> _EXCERPTED RECORDS_:
^^^^^^^^
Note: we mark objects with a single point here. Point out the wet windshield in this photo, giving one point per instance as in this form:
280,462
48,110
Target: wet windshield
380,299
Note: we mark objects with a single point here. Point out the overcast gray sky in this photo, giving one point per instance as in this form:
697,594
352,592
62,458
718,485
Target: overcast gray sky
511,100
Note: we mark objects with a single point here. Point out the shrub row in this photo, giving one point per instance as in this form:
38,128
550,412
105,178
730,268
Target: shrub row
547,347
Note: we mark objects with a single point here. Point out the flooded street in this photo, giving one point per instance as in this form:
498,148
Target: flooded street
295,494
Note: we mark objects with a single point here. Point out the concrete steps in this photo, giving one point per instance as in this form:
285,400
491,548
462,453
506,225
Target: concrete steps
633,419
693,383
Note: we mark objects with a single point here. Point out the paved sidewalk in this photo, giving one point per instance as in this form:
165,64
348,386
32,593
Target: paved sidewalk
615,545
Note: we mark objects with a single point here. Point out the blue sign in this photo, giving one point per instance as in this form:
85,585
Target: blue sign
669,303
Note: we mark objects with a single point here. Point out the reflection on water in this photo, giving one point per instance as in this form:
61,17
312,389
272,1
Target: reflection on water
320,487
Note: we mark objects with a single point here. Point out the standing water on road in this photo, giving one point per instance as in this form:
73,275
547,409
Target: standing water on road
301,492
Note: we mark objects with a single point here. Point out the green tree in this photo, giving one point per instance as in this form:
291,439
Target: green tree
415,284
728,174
^^^^^^^^
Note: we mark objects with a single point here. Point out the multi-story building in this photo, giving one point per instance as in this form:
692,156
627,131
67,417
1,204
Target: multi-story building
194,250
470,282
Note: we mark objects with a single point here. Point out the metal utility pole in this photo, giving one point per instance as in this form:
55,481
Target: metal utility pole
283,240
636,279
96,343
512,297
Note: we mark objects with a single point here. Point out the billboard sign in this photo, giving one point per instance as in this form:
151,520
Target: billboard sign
^^^^^^^^
> _EXERCISE_: Rewrite the entries starting at the line containing "out the multi-story" and ending at the line containing "Target: billboard sign", changing "utility pole" to "power pole" and leaving everything else as it is.

> _WORKED ANSWER_:
Note: we mark objects with a single point here. Point out the multi-story building in this photo, giving one point per instance as in this form:
692,156
627,131
67,417
1,204
Target: multi-story building
194,250
470,282
Note: we mark objects with a single point here. Point out the metal power pole in this photo, giving one point per instance as in this form:
55,481
Target: metal power pole
283,240
636,279
96,343
512,297
Note: we mark objects with a single point here. Point out the billboard sign in this photo, giving one point per instance as in this form:
151,520
Target: billboard sign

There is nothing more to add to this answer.